Stored dataset items:
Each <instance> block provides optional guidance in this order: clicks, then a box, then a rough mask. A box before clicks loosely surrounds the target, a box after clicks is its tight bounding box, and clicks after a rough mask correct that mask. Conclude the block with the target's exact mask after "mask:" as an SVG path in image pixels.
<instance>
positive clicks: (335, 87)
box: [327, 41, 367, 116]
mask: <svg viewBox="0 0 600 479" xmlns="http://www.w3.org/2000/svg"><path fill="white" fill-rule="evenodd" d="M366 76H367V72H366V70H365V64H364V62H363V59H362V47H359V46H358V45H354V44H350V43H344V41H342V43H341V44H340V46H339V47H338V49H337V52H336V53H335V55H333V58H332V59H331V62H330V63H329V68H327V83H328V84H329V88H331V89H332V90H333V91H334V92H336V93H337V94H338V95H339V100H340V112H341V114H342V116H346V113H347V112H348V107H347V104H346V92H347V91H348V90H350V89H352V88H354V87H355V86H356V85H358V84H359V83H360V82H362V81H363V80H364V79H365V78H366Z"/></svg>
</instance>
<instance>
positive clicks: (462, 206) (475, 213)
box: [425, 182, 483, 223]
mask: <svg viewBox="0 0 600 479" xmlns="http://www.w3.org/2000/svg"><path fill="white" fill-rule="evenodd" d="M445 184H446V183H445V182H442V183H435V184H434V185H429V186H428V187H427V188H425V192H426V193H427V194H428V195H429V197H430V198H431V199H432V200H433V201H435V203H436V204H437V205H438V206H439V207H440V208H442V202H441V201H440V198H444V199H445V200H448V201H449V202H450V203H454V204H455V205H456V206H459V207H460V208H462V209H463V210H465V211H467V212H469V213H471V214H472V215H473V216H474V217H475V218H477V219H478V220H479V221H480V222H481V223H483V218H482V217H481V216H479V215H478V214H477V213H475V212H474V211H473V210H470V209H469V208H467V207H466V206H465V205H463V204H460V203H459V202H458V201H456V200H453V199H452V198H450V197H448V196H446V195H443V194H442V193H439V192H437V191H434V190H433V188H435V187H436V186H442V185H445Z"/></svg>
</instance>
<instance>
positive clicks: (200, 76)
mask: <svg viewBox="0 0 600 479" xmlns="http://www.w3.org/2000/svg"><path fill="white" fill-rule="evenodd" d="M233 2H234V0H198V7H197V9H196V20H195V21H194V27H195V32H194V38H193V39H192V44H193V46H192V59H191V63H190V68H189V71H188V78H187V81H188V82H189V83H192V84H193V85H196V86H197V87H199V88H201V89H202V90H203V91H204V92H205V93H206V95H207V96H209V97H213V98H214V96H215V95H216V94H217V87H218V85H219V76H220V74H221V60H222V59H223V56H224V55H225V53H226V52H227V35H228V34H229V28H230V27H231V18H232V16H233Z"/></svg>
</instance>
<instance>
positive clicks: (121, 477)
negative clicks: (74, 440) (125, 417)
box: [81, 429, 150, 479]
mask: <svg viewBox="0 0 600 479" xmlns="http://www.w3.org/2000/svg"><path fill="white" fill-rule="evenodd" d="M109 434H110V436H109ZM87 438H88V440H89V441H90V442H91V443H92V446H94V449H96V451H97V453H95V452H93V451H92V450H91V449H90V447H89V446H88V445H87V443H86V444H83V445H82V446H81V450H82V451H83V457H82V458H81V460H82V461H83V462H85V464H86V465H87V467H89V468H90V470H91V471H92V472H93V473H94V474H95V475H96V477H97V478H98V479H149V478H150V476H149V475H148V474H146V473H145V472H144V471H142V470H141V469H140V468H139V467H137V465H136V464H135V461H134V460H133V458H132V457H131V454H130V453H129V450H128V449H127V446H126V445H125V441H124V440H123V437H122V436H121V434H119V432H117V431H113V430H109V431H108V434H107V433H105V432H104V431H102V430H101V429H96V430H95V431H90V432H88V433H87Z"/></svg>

__EXERCISE REQUIREMENTS__:
Go to the line with "positive clicks: (121, 477)" in the entries above and repeat every line from there through the line with "negative clicks: (74, 440) (125, 417)", exactly and with no other text.

__RESPONSE__:
positive clicks: (121, 477)
negative clicks: (74, 440) (125, 417)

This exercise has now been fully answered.